━━━━━ Extracted material ━━━━━

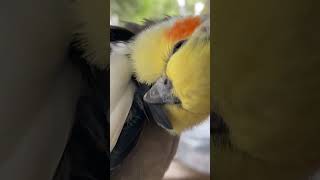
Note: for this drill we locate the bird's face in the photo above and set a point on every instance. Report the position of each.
(174, 57)
(154, 47)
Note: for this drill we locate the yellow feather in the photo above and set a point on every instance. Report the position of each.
(150, 51)
(188, 69)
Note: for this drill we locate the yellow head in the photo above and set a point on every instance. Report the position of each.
(174, 56)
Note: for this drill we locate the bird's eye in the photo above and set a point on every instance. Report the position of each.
(178, 45)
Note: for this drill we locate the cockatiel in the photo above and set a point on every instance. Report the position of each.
(169, 62)
(266, 90)
(44, 133)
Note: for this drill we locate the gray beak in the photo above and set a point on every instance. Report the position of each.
(161, 93)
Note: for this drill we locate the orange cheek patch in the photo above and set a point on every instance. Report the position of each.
(183, 28)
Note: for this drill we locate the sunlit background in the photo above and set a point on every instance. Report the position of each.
(137, 10)
(192, 160)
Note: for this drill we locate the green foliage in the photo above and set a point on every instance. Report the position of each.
(137, 10)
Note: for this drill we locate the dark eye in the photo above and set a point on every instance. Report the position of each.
(178, 45)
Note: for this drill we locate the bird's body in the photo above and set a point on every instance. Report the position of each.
(138, 62)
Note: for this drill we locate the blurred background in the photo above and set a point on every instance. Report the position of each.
(137, 10)
(192, 161)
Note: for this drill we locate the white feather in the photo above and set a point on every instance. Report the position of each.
(121, 90)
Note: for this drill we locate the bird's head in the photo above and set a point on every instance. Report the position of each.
(174, 57)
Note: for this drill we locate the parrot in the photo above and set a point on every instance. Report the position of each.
(159, 71)
(266, 83)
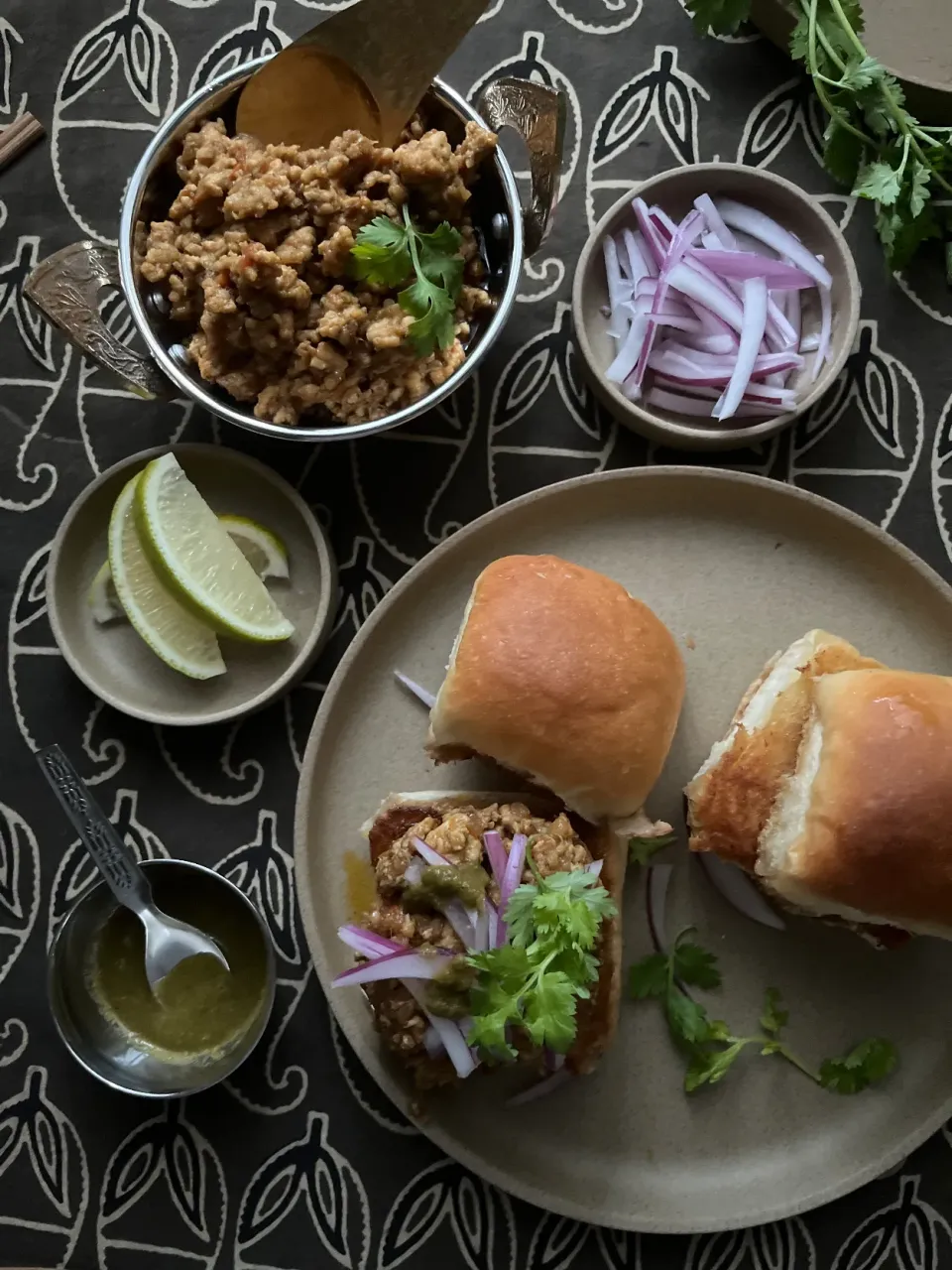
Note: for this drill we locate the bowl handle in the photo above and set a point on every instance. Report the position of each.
(64, 287)
(537, 113)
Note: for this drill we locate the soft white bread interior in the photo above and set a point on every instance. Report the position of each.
(598, 1016)
(558, 675)
(862, 829)
(733, 795)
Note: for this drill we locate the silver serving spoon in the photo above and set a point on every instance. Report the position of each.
(168, 940)
(366, 67)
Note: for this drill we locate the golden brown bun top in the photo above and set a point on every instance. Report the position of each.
(731, 801)
(560, 675)
(879, 829)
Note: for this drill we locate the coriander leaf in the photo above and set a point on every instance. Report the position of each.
(434, 317)
(861, 72)
(640, 849)
(721, 17)
(843, 154)
(685, 1017)
(696, 965)
(879, 182)
(549, 1012)
(381, 253)
(869, 1064)
(708, 1067)
(774, 1016)
(439, 258)
(649, 976)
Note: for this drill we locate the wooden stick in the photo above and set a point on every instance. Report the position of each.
(18, 136)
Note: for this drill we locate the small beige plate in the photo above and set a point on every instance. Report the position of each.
(738, 567)
(119, 667)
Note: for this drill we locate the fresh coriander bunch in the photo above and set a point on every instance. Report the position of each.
(873, 143)
(535, 982)
(389, 254)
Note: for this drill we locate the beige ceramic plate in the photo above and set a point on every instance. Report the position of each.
(119, 667)
(738, 567)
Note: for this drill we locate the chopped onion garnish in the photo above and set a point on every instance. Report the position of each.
(408, 962)
(368, 943)
(692, 281)
(417, 691)
(740, 890)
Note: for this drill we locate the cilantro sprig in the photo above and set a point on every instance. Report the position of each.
(388, 254)
(873, 144)
(711, 1047)
(535, 982)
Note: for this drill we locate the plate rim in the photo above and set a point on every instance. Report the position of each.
(309, 649)
(400, 1098)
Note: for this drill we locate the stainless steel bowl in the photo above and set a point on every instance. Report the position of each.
(102, 1047)
(66, 286)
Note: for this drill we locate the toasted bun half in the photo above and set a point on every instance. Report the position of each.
(731, 798)
(864, 828)
(598, 1016)
(561, 676)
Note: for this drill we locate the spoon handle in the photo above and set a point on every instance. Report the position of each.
(98, 834)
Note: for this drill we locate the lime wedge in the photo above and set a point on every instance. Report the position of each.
(195, 558)
(102, 597)
(262, 548)
(179, 639)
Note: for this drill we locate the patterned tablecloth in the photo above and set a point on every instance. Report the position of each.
(299, 1161)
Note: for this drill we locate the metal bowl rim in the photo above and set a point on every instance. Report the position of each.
(336, 432)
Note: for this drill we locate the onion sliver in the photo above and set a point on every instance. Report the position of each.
(740, 890)
(746, 264)
(751, 339)
(395, 965)
(449, 1033)
(783, 243)
(417, 691)
(368, 943)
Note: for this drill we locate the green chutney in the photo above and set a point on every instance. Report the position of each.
(199, 1008)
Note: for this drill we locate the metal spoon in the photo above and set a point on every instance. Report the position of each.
(168, 940)
(363, 67)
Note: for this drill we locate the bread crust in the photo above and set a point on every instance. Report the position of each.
(878, 834)
(730, 804)
(561, 676)
(598, 1016)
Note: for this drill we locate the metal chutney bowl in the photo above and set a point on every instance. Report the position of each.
(67, 286)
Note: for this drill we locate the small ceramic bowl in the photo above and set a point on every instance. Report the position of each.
(121, 668)
(675, 193)
(99, 1046)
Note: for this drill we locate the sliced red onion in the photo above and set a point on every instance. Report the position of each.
(825, 331)
(419, 693)
(429, 855)
(761, 226)
(547, 1084)
(449, 1033)
(747, 264)
(658, 879)
(497, 852)
(408, 962)
(515, 866)
(751, 338)
(740, 892)
(433, 1043)
(368, 943)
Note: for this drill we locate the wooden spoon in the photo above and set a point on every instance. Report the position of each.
(365, 67)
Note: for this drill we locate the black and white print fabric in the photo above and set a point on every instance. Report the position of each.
(299, 1161)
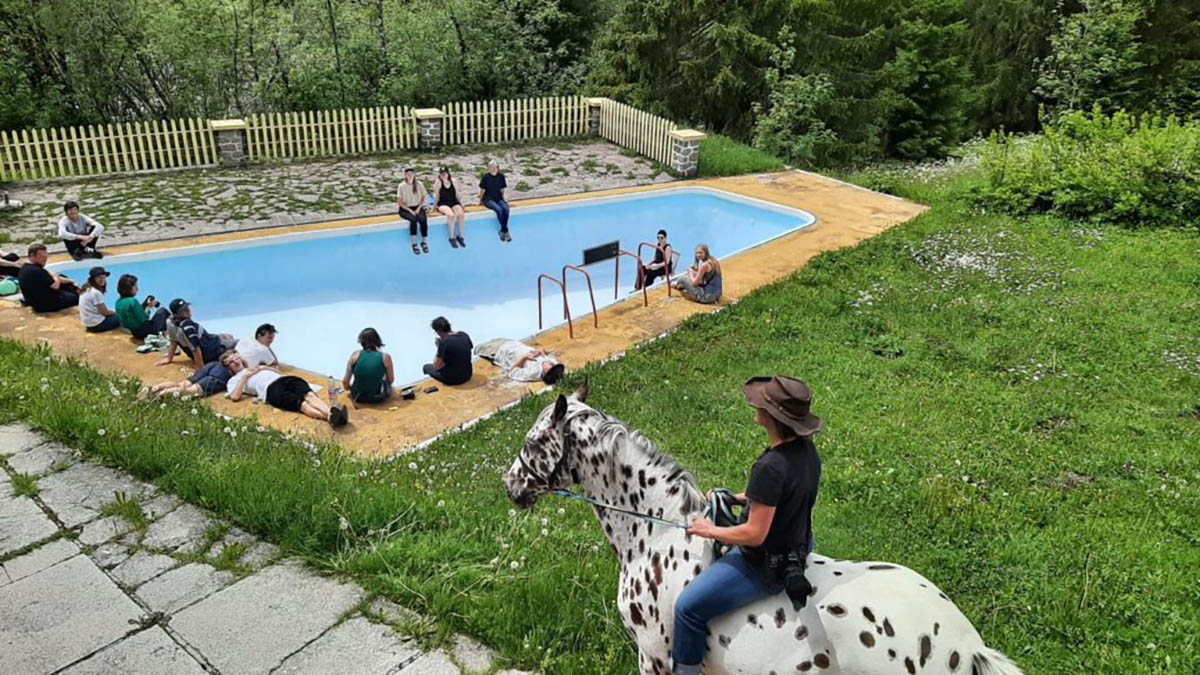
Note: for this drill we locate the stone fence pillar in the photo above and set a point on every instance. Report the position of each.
(685, 150)
(231, 142)
(429, 127)
(594, 115)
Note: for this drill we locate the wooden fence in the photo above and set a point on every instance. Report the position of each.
(629, 127)
(96, 149)
(330, 132)
(516, 119)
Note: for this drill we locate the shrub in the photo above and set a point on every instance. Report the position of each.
(720, 155)
(1125, 169)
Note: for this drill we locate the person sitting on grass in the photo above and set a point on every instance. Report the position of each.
(660, 266)
(283, 392)
(189, 336)
(411, 198)
(258, 351)
(521, 362)
(491, 195)
(41, 288)
(79, 233)
(702, 281)
(211, 378)
(447, 201)
(369, 372)
(94, 314)
(132, 314)
(453, 362)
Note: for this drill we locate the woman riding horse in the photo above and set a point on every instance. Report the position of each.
(775, 538)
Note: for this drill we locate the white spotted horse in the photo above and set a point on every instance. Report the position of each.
(862, 617)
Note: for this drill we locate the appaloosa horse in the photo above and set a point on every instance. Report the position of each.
(862, 619)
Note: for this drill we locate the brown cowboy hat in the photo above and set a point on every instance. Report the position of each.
(785, 399)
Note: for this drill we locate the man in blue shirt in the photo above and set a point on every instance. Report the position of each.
(491, 195)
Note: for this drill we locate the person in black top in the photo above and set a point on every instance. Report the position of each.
(453, 363)
(445, 192)
(491, 195)
(43, 290)
(778, 533)
(661, 264)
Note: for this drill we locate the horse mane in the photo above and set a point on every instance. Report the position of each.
(612, 430)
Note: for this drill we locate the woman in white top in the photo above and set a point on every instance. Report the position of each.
(283, 392)
(94, 314)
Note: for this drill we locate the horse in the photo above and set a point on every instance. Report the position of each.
(861, 617)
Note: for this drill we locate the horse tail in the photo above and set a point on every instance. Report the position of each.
(990, 662)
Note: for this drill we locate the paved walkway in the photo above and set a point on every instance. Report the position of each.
(185, 203)
(101, 573)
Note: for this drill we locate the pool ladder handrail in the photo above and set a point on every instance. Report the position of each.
(669, 263)
(641, 275)
(567, 309)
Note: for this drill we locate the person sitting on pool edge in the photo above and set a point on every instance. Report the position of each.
(132, 314)
(209, 380)
(491, 195)
(94, 314)
(369, 372)
(283, 392)
(258, 351)
(411, 198)
(453, 362)
(702, 281)
(521, 362)
(447, 201)
(660, 266)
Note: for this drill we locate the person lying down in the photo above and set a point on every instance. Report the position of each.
(521, 362)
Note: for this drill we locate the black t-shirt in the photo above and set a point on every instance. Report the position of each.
(493, 186)
(786, 477)
(454, 350)
(35, 286)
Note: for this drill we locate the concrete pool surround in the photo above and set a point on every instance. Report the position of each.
(843, 216)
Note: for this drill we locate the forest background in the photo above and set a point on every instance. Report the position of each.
(815, 82)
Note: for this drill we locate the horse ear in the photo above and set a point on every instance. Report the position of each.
(559, 410)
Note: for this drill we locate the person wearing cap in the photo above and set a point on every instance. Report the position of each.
(411, 198)
(42, 290)
(94, 314)
(258, 351)
(189, 336)
(775, 538)
(491, 195)
(447, 202)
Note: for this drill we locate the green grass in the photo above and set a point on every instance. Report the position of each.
(720, 155)
(1009, 411)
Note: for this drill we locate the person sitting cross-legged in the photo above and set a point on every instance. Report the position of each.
(94, 314)
(43, 290)
(132, 314)
(369, 372)
(453, 362)
(283, 392)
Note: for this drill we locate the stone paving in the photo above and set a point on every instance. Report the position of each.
(169, 204)
(101, 573)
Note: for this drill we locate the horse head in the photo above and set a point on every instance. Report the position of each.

━━━━━

_Work to complete_
Only the lines from the one that contains "Note: for this drill we locate the person lying" to the end of the entries above should be given again, exactly and in full.

_In response_
Note: for this drill we locate the person lying down in the photo above and set a point on every instance. Report the position of each.
(521, 362)
Note: for this drill we locate the black t-shirt in the photo above and set a point on every instance. Report the position of each.
(493, 186)
(786, 477)
(454, 350)
(35, 286)
Note: for this drill we locate the concrete pool surround in the photo above and set a point on every instance. Report the position of each.
(843, 216)
Note: for this drill we locate the forest background in the photo above and set a point on every instance. Report the position of each.
(815, 82)
Note: for this drill we locate the horse ear in the photo above and set a point on every instance. Report the position of each.
(559, 410)
Note: for this drill we locate the person wearing cap in the photo above and set a point on every instance. Report the position of each.
(411, 198)
(42, 290)
(94, 314)
(258, 351)
(189, 336)
(775, 538)
(491, 195)
(447, 202)
Note: for this drill we locate the green grass in the photo above and set a point on every instance. Report the position of each.
(720, 155)
(1009, 411)
Note: for this drill we locate the person sitting cross-legged in the photo above and set a point on every instance. Report the position of each.
(94, 314)
(43, 290)
(132, 314)
(369, 372)
(453, 362)
(283, 392)
Note: for this drill we locate the stone paving in the photo above and set a point on every instance. Report the position of each.
(169, 204)
(101, 573)
Note: for this drill we locate the horse head in the photo above and set a point on every instance. Report the position of each.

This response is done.